((

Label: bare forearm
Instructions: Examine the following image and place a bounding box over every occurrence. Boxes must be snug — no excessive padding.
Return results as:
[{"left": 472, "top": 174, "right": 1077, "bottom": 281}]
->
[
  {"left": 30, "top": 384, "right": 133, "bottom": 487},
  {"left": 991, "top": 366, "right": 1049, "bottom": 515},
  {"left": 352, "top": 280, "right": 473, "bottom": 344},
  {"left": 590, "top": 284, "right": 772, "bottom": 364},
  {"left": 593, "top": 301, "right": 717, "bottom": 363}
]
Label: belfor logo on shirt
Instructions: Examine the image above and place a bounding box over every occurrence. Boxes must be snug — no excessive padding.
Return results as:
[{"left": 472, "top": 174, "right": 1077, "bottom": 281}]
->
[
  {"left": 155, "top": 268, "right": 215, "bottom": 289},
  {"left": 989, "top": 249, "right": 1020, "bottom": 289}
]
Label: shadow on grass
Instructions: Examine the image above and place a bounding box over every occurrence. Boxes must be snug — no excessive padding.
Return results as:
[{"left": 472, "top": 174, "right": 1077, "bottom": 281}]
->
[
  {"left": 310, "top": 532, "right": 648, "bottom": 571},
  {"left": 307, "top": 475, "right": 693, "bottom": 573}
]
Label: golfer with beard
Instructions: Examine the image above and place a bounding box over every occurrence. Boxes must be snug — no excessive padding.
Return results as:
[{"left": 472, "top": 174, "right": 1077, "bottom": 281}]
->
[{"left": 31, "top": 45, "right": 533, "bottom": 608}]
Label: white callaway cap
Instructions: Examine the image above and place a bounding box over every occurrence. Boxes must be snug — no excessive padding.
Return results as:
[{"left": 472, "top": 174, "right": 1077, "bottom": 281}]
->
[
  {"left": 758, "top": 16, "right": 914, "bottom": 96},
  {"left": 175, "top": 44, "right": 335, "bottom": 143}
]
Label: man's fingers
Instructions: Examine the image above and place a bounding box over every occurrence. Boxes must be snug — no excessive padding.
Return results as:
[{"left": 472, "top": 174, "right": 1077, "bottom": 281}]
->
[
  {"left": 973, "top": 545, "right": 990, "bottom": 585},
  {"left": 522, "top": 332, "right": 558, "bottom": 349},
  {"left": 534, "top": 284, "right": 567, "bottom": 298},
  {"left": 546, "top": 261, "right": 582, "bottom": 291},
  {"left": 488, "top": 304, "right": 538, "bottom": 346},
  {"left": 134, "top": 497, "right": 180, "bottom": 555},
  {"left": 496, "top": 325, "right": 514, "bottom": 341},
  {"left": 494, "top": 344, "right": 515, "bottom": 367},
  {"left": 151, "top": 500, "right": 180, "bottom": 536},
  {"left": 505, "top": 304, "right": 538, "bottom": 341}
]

))
((

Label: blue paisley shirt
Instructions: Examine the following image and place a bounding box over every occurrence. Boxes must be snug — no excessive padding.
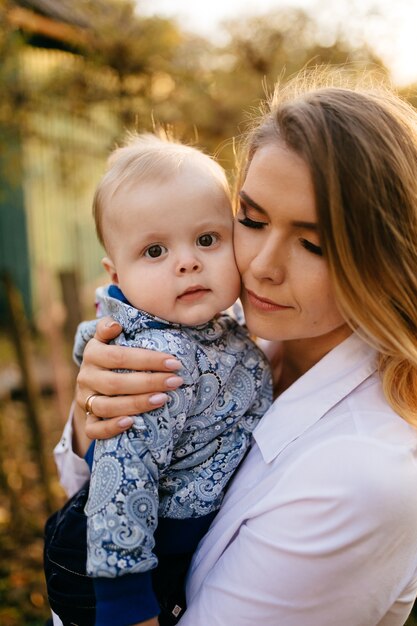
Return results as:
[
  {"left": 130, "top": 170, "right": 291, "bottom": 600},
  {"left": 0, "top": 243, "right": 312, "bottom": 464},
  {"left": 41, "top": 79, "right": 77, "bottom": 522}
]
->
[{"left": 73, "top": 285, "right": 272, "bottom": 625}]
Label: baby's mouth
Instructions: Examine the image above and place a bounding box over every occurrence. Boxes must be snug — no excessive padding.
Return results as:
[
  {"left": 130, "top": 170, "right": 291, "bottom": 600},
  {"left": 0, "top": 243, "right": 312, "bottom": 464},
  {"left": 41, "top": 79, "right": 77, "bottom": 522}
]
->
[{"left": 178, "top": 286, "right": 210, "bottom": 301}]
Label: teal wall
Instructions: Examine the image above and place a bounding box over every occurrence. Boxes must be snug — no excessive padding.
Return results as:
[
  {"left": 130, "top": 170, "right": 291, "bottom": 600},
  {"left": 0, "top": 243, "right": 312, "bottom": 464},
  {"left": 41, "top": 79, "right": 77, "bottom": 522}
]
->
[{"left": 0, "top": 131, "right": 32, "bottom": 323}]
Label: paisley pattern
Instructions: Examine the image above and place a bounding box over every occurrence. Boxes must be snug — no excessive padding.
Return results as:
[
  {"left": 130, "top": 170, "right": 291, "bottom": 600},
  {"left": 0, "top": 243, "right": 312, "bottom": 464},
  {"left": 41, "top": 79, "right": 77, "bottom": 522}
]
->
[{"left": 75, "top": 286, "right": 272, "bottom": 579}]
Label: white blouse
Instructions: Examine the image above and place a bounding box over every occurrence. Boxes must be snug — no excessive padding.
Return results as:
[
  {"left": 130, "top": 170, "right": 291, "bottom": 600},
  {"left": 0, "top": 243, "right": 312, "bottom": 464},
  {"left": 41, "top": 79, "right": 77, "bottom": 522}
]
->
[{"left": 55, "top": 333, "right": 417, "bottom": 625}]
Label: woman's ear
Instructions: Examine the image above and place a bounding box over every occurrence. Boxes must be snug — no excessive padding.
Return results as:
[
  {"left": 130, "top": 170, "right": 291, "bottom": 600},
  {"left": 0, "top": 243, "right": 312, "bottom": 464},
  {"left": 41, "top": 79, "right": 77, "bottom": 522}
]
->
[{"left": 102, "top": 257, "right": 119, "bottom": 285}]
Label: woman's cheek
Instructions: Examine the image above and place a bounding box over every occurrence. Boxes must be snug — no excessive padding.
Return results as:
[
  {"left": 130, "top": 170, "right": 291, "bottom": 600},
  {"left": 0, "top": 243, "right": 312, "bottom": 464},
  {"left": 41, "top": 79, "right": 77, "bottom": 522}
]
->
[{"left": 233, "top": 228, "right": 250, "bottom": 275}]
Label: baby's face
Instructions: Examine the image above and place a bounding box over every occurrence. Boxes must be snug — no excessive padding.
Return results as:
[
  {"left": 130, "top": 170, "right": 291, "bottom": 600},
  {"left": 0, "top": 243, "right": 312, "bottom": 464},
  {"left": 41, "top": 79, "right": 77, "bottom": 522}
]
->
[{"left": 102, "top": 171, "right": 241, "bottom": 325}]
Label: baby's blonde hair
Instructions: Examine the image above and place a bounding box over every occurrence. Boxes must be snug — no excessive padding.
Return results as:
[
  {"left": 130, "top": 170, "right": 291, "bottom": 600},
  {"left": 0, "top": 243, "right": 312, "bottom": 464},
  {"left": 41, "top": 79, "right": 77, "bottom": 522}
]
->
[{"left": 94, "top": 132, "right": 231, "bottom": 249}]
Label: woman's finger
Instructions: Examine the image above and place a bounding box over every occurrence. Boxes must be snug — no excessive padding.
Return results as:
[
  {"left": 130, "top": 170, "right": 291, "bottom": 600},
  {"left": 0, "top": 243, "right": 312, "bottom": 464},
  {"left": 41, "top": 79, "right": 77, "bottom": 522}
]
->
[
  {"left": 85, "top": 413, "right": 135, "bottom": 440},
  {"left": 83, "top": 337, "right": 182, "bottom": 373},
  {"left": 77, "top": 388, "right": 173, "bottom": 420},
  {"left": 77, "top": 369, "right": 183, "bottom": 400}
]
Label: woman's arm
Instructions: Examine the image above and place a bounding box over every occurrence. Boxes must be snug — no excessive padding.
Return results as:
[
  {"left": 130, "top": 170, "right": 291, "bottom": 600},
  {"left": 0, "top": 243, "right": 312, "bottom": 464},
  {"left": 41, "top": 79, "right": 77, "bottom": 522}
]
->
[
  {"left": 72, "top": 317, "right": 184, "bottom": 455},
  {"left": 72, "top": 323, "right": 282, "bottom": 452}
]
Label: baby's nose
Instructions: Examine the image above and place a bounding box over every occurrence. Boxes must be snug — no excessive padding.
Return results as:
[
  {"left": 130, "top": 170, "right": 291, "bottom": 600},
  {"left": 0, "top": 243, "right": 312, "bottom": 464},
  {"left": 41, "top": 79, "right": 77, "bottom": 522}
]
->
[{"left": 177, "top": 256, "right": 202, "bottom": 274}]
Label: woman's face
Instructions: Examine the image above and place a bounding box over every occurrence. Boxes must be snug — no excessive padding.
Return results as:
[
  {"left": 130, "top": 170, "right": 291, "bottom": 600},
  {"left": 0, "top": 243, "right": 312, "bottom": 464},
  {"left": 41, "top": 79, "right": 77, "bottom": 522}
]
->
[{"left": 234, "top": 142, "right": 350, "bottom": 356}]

))
((

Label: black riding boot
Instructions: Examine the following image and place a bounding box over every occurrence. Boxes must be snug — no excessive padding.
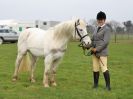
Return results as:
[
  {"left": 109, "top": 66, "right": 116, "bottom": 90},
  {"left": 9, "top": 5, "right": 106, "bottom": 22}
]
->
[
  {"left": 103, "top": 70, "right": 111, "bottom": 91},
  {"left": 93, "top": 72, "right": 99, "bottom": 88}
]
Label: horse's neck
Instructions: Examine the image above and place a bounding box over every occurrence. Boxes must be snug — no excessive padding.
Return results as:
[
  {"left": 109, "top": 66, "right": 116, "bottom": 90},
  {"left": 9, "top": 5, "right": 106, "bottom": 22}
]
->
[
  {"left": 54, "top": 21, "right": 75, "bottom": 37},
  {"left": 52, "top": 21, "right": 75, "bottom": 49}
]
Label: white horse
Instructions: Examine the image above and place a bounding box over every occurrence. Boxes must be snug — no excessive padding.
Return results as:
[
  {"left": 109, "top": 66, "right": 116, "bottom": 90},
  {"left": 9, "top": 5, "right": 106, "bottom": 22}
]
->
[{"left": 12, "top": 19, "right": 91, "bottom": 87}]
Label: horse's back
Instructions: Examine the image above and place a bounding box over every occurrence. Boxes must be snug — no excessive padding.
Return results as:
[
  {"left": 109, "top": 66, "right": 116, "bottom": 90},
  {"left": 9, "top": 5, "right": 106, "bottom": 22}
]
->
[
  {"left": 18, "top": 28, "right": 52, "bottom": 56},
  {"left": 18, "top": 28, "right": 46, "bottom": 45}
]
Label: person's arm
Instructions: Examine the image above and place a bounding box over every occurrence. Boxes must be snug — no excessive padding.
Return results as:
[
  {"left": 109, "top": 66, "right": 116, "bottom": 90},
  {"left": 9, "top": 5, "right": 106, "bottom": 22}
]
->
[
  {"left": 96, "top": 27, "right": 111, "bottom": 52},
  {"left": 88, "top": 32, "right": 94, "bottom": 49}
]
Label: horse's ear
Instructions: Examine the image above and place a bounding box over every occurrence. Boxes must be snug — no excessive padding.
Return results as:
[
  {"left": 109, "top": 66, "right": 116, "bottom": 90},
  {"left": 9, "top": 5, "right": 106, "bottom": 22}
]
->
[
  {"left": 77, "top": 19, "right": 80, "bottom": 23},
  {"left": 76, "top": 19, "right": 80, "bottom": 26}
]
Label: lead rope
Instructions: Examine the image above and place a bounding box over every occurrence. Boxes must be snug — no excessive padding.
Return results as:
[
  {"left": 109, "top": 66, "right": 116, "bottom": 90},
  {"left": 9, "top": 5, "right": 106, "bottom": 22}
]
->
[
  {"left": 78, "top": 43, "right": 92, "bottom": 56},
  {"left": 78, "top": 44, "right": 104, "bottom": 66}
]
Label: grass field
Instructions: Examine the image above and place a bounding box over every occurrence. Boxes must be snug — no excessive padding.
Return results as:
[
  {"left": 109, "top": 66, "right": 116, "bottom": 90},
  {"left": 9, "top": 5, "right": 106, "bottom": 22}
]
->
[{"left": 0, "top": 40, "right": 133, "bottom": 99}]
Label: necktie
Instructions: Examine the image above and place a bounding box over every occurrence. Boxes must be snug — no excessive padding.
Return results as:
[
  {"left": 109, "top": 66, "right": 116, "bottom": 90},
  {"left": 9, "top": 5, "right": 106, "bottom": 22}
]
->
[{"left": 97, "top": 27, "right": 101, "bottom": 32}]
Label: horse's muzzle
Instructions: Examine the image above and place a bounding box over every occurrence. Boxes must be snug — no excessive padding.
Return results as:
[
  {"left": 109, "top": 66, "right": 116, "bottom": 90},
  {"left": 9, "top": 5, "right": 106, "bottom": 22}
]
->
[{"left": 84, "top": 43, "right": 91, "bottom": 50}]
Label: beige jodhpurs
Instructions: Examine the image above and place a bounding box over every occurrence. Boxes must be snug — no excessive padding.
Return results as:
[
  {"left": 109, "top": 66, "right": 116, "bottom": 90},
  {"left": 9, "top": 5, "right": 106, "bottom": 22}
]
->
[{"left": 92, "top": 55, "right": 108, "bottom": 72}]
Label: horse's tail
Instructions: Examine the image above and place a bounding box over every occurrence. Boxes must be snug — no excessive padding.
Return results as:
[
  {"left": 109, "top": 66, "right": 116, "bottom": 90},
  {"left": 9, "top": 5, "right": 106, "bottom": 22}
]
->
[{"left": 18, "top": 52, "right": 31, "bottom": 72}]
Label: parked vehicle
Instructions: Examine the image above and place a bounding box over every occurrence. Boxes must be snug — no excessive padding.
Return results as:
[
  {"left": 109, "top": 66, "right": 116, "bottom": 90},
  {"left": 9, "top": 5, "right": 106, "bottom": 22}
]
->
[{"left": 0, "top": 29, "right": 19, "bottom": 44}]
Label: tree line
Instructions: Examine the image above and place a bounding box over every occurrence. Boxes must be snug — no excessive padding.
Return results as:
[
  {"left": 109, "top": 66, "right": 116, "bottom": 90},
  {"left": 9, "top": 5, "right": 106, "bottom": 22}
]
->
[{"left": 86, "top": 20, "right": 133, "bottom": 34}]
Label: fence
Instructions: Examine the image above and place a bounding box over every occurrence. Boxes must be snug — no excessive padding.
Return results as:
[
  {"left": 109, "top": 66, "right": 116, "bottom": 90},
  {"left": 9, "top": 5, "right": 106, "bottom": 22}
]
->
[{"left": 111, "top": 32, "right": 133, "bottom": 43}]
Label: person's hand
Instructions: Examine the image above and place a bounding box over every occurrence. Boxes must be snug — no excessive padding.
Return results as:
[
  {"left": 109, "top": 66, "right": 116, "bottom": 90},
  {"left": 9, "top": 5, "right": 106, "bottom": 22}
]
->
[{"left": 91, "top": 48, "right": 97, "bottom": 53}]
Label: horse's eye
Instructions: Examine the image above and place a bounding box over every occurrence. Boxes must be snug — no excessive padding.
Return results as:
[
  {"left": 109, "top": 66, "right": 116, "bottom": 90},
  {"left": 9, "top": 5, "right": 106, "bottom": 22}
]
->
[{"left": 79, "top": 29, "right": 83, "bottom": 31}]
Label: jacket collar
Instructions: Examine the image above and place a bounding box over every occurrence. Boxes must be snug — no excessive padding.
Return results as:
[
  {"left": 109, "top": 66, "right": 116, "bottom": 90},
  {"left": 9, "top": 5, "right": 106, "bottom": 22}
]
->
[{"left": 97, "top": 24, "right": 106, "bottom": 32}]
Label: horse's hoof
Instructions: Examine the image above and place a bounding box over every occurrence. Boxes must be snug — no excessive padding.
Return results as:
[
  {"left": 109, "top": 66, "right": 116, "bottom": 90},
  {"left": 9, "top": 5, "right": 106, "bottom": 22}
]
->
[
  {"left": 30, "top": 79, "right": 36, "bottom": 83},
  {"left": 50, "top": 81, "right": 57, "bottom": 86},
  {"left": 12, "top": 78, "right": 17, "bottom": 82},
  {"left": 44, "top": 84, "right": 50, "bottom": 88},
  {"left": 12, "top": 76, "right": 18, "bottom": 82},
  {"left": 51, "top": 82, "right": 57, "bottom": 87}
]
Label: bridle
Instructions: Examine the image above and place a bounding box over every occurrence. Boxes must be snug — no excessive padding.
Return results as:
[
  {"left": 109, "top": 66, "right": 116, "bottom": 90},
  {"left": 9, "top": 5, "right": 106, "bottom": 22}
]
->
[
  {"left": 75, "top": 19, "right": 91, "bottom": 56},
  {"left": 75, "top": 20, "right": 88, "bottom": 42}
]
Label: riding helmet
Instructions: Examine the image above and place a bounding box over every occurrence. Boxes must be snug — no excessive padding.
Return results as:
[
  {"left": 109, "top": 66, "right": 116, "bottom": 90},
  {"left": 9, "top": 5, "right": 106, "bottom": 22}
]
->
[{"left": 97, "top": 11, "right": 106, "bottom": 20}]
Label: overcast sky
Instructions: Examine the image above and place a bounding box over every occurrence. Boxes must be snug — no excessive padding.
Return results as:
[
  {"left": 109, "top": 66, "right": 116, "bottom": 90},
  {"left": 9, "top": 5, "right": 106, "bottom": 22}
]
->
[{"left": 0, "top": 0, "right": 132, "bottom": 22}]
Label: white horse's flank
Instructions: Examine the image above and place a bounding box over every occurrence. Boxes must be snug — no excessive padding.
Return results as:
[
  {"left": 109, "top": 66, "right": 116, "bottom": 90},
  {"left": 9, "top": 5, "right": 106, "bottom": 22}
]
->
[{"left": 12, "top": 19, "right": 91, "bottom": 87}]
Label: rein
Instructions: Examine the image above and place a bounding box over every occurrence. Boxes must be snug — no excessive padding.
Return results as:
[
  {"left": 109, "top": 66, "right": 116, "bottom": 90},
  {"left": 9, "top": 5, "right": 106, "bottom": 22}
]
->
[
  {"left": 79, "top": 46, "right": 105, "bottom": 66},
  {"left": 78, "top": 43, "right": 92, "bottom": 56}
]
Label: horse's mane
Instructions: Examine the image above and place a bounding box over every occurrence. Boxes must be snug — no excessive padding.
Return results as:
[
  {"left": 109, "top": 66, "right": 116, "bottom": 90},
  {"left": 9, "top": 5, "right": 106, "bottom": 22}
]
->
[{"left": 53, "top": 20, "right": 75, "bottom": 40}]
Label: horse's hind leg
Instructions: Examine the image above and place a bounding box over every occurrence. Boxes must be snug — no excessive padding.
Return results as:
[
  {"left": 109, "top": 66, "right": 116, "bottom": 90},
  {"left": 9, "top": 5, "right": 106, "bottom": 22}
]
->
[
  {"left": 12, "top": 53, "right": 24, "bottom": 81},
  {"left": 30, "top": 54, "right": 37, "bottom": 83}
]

))

= Exercise brief =
Among the entries above, determine how many lines contain "baby", then output only that number.

= Solution to this problem =
4